## MATERIAL FOR THE TASK
- - - - -

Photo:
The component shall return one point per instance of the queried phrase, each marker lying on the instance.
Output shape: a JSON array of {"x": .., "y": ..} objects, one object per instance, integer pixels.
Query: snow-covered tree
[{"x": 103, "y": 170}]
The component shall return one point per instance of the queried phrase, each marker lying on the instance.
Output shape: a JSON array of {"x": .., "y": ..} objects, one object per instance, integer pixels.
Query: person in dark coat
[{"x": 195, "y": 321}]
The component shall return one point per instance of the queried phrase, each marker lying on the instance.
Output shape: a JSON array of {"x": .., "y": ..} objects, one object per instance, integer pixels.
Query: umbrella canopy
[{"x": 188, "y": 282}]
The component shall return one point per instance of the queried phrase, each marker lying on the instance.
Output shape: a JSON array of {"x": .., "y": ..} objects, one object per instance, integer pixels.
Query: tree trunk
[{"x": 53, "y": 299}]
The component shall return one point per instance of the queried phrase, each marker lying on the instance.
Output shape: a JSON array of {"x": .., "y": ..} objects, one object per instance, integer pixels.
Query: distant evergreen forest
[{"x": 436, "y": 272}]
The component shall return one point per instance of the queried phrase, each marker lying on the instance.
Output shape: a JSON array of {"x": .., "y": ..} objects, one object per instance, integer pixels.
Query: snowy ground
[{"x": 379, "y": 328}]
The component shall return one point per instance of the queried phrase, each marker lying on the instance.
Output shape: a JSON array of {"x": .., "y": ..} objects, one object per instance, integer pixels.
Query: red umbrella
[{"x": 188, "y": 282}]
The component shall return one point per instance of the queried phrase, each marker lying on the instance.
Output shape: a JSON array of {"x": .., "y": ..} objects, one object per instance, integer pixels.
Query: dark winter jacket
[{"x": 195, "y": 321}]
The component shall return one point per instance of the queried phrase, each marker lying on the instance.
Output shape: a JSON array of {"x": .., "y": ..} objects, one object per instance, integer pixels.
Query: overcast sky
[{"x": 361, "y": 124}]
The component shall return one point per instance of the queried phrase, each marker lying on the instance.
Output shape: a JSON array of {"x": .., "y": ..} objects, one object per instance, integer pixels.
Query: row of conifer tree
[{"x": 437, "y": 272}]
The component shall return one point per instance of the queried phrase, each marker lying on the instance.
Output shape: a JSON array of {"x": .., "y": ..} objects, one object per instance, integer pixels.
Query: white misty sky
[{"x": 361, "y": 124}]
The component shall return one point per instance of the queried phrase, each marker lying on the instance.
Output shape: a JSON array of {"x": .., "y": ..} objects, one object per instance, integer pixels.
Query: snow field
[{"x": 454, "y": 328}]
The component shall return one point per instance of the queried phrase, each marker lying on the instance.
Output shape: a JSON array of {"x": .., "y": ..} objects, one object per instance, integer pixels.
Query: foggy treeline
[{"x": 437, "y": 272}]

- - - - -

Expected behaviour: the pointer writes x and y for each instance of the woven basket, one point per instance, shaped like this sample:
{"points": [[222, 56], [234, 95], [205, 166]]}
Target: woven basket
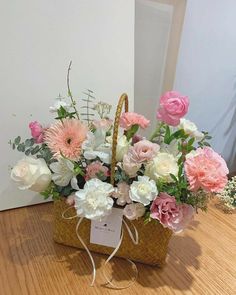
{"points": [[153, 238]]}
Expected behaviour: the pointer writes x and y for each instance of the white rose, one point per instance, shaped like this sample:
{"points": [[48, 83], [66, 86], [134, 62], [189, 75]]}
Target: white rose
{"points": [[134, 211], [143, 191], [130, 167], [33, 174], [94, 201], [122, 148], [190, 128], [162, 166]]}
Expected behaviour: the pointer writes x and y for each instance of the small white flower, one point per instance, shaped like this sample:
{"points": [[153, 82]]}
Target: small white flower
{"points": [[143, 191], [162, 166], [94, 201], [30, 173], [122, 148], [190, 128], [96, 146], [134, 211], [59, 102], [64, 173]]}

- - - - -

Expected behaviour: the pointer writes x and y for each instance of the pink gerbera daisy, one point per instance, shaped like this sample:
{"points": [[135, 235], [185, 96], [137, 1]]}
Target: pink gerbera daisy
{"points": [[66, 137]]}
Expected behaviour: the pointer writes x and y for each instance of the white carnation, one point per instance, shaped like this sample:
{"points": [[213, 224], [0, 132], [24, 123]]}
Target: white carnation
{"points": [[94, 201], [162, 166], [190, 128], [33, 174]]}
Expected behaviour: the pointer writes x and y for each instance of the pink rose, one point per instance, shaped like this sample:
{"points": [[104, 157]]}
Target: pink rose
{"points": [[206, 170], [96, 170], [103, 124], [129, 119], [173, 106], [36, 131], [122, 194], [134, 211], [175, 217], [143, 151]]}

- - - - -

## WHAT IS NEEDED
Return each line in the rows above that contains the word "small", treating uppercase and lowercase as different.

## SOLUTION
Expected behaviour: the pointer writes x and y for each instance of the small white flower, one point per instance, shaped like this sample:
Target: small white flower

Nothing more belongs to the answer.